■ What the exercise asks
Render every entry exactly as it appears.

■ Dataset entries
%%

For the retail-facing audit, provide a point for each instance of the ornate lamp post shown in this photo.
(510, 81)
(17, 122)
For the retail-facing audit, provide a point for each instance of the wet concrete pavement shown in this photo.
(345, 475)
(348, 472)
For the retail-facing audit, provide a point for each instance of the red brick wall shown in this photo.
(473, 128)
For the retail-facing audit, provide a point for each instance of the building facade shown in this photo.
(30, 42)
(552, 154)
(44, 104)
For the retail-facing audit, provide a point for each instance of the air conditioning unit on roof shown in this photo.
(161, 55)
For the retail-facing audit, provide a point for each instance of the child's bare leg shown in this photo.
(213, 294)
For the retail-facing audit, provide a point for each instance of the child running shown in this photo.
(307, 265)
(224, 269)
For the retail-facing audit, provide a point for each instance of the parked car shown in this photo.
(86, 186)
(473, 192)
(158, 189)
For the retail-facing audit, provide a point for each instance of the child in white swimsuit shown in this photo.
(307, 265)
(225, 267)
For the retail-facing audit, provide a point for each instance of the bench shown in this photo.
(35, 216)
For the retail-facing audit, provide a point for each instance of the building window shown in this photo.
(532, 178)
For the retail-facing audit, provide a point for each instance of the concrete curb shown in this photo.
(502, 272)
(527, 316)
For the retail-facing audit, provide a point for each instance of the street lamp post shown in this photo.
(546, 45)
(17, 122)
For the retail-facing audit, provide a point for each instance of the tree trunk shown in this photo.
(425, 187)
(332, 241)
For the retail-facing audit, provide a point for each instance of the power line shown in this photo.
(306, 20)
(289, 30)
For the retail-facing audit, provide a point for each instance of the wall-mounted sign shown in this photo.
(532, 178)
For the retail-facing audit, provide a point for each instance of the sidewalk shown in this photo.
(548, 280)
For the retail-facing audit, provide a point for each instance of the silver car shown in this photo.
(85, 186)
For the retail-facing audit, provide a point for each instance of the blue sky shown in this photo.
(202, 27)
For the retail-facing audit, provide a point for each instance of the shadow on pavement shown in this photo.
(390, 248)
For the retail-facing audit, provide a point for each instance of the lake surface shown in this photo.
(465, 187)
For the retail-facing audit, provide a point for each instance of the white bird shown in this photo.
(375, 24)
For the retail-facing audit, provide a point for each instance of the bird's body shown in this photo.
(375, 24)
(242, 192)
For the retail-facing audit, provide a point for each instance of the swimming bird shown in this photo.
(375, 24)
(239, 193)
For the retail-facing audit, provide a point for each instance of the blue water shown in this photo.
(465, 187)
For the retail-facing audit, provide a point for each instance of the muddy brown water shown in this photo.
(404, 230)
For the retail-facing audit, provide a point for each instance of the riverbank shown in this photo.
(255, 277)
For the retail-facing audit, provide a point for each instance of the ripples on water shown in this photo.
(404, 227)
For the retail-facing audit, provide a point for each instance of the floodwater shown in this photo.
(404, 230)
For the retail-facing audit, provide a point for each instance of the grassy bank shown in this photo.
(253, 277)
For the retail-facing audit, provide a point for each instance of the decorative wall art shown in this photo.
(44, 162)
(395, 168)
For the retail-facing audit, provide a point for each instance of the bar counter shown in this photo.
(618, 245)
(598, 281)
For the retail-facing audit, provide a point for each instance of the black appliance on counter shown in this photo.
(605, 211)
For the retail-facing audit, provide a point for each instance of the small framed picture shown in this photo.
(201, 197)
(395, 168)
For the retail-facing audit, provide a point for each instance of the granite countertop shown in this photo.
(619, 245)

%%

■ Task answer
For the retail-facing audit, provide a point for each instance of the ornate lamp post shown in this photo.
(510, 81)
(17, 122)
For the retail-facing audit, provide a point for each instance of the wet concrete pavement shown in this photo.
(345, 475)
(348, 472)
For the retail-facing audit, provide a point for each instance of the red brick wall shown in this photo.
(473, 128)
For the retail-facing audit, provide a point for each instance of the building facade shown in this photo.
(30, 42)
(552, 154)
(44, 104)
For the retail-facing audit, provide a point for each instance of the air conditioning unit on roof shown in this photo.
(161, 55)
For the retail-facing audit, provide a point for each instance of the child's bare leg shown in this photo.
(213, 294)
For the retail-facing audit, provide a point for each instance of the child running shown in this photo.
(307, 265)
(224, 269)
For the retail-facing audit, provide a point for each instance of the parked car shown in this photo.
(86, 186)
(473, 192)
(158, 189)
For the retail-facing audit, provide a point for each instance of the child in white swimsuit shown in this photo.
(307, 265)
(225, 267)
For the retail-facing audit, provide a point for each instance of the bench shown in this photo.
(35, 216)
For the retail-facing audit, provide a point for each instance of the building window shown in this photo.
(532, 178)
For the retail-facing audit, provide a point for each instance of the concrete curb shown in this photo.
(502, 272)
(527, 316)
For the retail-facing audit, provide a point for each instance of the street lamp post shown in this photo.
(546, 45)
(17, 122)
For the retail-facing audit, provide a point for each instance of the tree trunk shown in this photo.
(425, 187)
(332, 241)
For the retail-facing audit, provide a point for each instance of the power line shown in this photo.
(306, 20)
(289, 30)
For the retail-facing audit, provide a point for each instance of the wall-mounted sign shown in this photo.
(532, 178)
For the retail-facing audit, provide a point for each instance of the sidewalk shown in this photo.
(548, 280)
For the retail-facing audit, provide a point for each instance of the silver car shown in this photo.
(85, 186)
For the retail-facing audit, provide a point for each instance of the blue sky shown in this photo.
(202, 27)
For the retail-facing audit, provide a point for each instance of the shadow on pavement shown in this photo.
(390, 248)
For the retail-facing audit, provide a point for each instance of the lake surface shown in this photo.
(465, 187)
For the retail-facing audit, provide a point for each instance of the white bird shown in this photo.
(375, 24)
For the retail-facing audit, provide a point for each instance of the bird's body shown in this photo.
(375, 24)
(242, 192)
For the retail-facing audit, provide a point for each instance of the swimming bird shown in this photo.
(375, 24)
(239, 193)
For the retail-facing audit, provide a point for each instance of the blue water shown in this photo.
(465, 187)
For the retail-facing audit, provide a point for each instance of the muddy brown water shown in this photo.
(404, 230)
For the retail-facing audit, provide a point for each instance of the riverbank shown in this photo.
(255, 277)
For the retail-facing audit, provide a point for each instance of the ripples on water shown in this photo.
(404, 227)
For the retail-facing audit, provide a point for each instance of the floodwater shown in this photo.
(404, 230)
For the retail-facing audit, provide a point for each instance of the grassy bank shown in this photo.
(253, 277)
For the retail-facing audit, provide a point for each instance of the decorative wall art shown in this photo.
(44, 162)
(395, 168)
For the retail-facing audit, provide a point for each instance of the bar counter shown in this photo.
(618, 245)
(598, 281)
For the retail-facing audit, provide a point for each instance of the black appliance on counter shown in this photo.
(605, 211)
For the retail-facing audit, provide a point for each instance of the small framed picture shown in this photo.
(201, 197)
(395, 168)
For the retail-facing audit, provide a point for each instance of the granite countertop shown in this photo.
(619, 245)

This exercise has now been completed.